▸ TASK INSTRUCTIONS: Return, from the listing below, each line where the word "knee" appears.
ENTRIES SUPPLIED Block Start
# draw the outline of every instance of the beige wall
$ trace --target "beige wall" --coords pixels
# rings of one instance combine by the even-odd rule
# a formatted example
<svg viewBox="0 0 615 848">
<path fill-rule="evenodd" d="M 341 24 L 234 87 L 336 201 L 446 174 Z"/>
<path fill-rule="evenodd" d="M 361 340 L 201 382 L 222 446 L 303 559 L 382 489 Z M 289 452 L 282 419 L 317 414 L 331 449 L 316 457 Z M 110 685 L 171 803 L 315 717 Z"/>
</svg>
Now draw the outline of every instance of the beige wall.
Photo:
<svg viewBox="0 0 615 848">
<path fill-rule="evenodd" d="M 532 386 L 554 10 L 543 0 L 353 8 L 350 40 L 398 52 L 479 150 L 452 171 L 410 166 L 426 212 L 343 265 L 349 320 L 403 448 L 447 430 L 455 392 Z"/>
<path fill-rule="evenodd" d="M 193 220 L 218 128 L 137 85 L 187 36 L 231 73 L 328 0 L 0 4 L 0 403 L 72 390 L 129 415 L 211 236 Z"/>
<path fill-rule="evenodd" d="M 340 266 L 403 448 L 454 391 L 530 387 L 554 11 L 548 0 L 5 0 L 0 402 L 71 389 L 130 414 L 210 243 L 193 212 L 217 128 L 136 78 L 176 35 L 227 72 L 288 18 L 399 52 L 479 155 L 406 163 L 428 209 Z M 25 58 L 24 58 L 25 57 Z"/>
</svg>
ENTRIES SUPPLIED Block End
ENTRIES SUPPLIED Block Start
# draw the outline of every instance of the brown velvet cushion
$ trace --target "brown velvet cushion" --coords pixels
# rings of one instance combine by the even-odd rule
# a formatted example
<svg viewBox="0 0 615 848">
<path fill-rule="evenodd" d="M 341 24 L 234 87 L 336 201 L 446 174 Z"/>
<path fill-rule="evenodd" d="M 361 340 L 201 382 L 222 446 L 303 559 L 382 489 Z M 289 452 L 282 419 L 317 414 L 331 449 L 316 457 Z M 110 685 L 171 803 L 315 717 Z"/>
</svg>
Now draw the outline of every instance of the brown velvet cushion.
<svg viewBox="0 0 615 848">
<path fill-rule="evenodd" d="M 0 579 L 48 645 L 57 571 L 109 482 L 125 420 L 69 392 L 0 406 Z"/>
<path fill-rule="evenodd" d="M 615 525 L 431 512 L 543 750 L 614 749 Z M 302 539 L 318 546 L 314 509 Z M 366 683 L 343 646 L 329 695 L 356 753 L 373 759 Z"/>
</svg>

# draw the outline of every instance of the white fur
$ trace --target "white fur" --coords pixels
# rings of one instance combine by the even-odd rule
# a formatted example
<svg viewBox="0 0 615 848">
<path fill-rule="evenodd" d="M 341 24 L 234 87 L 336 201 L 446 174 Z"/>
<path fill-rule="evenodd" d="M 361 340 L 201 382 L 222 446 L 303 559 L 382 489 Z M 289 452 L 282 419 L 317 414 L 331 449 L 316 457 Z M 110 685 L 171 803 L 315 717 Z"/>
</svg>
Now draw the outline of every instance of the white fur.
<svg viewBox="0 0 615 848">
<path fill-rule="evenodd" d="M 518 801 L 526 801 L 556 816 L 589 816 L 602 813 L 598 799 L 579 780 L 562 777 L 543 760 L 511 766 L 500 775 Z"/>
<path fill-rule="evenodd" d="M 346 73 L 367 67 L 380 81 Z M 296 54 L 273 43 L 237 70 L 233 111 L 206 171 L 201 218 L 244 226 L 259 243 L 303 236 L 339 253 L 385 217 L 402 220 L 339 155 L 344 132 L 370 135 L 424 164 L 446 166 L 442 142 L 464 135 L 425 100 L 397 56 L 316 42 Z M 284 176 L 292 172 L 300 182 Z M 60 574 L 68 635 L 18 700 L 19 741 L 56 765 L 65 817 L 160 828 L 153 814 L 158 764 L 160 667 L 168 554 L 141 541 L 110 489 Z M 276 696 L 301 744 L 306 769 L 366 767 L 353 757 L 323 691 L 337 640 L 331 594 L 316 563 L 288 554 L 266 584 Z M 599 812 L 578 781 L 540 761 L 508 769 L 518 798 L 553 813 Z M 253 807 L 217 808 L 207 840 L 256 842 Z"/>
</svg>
ENTRIES SUPPLIED Block End
ENTRIES SUPPLIED Block Start
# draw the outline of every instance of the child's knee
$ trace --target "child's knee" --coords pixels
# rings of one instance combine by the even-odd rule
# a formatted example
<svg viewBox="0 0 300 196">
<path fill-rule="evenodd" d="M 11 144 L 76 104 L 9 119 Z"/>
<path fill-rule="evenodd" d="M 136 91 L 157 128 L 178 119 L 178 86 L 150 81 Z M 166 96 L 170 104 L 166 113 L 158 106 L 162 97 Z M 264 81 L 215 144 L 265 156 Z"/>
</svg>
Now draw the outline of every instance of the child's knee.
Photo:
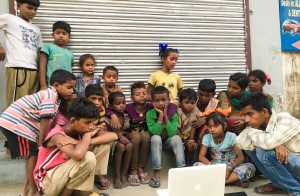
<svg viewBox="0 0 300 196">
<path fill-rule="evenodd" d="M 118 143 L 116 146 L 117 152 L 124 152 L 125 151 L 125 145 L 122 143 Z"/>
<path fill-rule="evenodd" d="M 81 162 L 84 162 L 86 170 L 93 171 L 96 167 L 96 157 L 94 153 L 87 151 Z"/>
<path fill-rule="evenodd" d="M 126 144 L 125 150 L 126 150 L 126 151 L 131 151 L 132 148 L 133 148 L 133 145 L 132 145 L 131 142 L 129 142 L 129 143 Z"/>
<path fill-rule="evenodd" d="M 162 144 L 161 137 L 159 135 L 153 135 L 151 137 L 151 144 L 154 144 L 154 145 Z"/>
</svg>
ENTRIES SUPPLIED Block End
▸ ANSWER TO THIS PROBLEM:
# draw the outline of every instance of the child's knee
$ trace --target "child's knee" --coords pixels
Now draw the outline of every instance of the child's knee.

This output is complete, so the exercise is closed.